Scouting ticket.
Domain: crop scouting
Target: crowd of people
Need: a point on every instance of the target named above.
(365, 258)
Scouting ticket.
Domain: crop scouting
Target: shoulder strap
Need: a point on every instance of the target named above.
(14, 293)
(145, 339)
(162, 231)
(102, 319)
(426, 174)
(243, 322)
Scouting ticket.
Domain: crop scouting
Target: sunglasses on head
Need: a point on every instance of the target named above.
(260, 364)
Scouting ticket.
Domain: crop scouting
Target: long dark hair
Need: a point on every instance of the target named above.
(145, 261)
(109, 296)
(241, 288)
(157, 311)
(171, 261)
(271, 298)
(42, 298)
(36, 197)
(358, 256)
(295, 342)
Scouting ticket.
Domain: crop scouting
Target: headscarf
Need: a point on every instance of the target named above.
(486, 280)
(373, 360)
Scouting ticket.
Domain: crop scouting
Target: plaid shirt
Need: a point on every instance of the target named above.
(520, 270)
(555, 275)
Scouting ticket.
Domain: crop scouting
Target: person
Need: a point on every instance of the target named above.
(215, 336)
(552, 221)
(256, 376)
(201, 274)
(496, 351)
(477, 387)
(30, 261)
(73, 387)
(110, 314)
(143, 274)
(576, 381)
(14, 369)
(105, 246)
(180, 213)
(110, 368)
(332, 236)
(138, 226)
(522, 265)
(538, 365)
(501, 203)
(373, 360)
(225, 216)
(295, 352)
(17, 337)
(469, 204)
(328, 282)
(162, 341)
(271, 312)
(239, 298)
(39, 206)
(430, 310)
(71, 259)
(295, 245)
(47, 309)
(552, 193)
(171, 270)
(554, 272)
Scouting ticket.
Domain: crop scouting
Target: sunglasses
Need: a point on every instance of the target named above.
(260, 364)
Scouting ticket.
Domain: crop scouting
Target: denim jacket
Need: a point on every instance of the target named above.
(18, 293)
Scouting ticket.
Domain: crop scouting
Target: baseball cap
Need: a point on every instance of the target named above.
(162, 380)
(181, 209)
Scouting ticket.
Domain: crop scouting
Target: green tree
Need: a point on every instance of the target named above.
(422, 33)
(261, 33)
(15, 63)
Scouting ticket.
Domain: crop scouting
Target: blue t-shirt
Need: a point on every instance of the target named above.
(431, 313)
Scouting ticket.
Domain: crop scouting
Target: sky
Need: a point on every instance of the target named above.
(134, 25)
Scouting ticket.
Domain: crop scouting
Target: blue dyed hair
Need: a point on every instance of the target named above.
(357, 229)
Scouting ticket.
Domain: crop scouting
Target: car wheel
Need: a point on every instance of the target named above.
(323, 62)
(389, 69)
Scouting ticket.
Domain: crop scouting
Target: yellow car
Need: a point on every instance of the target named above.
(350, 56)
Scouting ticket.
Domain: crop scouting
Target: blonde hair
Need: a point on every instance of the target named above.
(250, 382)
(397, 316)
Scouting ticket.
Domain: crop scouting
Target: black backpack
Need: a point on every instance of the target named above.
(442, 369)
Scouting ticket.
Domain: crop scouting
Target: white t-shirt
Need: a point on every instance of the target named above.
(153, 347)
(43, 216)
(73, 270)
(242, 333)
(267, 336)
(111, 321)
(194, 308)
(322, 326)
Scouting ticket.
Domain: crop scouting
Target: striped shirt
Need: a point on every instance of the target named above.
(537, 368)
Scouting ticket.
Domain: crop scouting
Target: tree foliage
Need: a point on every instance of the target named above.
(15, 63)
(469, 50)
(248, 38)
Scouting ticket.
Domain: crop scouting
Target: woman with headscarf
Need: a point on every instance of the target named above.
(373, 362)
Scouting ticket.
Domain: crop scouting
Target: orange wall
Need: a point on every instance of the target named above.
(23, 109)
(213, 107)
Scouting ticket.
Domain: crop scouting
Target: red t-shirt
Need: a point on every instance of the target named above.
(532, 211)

#### [What you should do]
Reproduce each record exactly, leaving nothing out.

#### [Result of this task]
Scouting ticket.
Domain: crop scouting
Target: crowd of people
Need: a point on every instance of the target named above.
(365, 258)
Scouting ticket.
Domain: crop scouting
Target: shoulder strap
Need: a point on every instance of the target named above.
(14, 293)
(145, 339)
(162, 231)
(102, 319)
(426, 174)
(243, 322)
Scouting ticket.
Domain: crop scouting
Target: sunglasses on head
Need: a point on every instance of the target named above.
(260, 364)
Scouting ticket.
Domain: crop scouting
Target: long dark hair
Need: a point on every instance of the target named above.
(145, 261)
(109, 296)
(241, 288)
(157, 311)
(171, 261)
(271, 298)
(42, 298)
(36, 197)
(358, 256)
(295, 342)
Scouting ticket.
Domain: crop scouting
Target: headscarf
Need: a point on every instance of the target named above.
(486, 280)
(373, 360)
Scouting ticket.
Domain: crop scouting
Target: plaid shirt
Need: a point on every instance of the target named above.
(520, 270)
(555, 275)
Scouting ticket.
Domain: crop scouting
Target: person
Need: a point on every instance of the target named above.
(215, 336)
(552, 221)
(256, 376)
(201, 274)
(496, 351)
(477, 387)
(30, 261)
(73, 387)
(110, 314)
(143, 274)
(576, 381)
(14, 369)
(105, 246)
(180, 213)
(110, 368)
(332, 236)
(138, 226)
(522, 265)
(538, 365)
(501, 203)
(373, 360)
(225, 216)
(295, 352)
(17, 337)
(469, 204)
(328, 282)
(162, 341)
(271, 312)
(239, 298)
(39, 206)
(430, 310)
(71, 259)
(295, 245)
(47, 309)
(552, 193)
(171, 270)
(554, 272)
Scouting ticket.
Domain: crop scouting
Target: sunglasses
Need: a point on every instance of the target named above.
(260, 364)
Scouting ticket.
Domain: crop scouting
Target: denim jacket
Need: a point on every instance of the target named above.
(18, 293)
Scouting ticket.
Domain: crop scouting
Target: baseball cap
Need: a point on every instance of the target named above.
(162, 380)
(181, 209)
Scouting ticket.
Domain: crop scouting
Target: green tree
Need: a point on every instance of the target named above.
(422, 33)
(261, 33)
(15, 63)
Scouting ticket.
Domain: crop scouting
Target: blue t-shirt
Need: a point on every instance of the target named above.
(431, 313)
Scouting ticket.
Domain: crop scouting
Target: sky
Need: a point on every instance of the target named above.
(134, 25)
Scouting ticket.
Domain: crop scouting
Target: blue dyed hair
Need: a point on every instance of the target named above.
(357, 229)
Scouting ticket.
Domain: crop scouting
Target: car wheel
Need: a point on every instance of the target named above.
(323, 62)
(389, 69)
Scouting ticket.
Domain: crop scouting
Target: yellow car
Need: a point on every instance of the target named above.
(350, 56)
Scouting ticket.
Domain: crop scouting
Target: blonde hair
Need: a point on every instance of the target named above.
(250, 382)
(397, 316)
Scouting ticket.
Domain: crop scouting
Target: black backpack
Need: a point on every instance of the target named above.
(442, 369)
Scouting ticket.
Domain: crop scouting
Target: white t-shirt
Need: a point on every instance of the target named above.
(153, 347)
(43, 216)
(73, 270)
(242, 333)
(267, 336)
(111, 321)
(194, 308)
(322, 326)
Scouting ticket.
Domain: crop scouting
Target: striped shirt
Need: a point on every instance of the target named above.
(537, 368)
Scouting ticket.
Domain: crop scouting
Target: tree foliage
Need: a point on every instance of the target named above.
(15, 63)
(469, 50)
(248, 38)
Scouting ticket.
Domain: crop scouting
Target: woman with headscarf
Need: a point on every instance of the target named above.
(373, 362)
Scouting ticket.
Domain: crop scouting
Target: orange wall
Need: a point on every instance of the target named above.
(23, 109)
(213, 107)
Scouting ticket.
Domain: crop scouting
Target: red t-shirt
Need: a point on every instance of the target named above.
(532, 211)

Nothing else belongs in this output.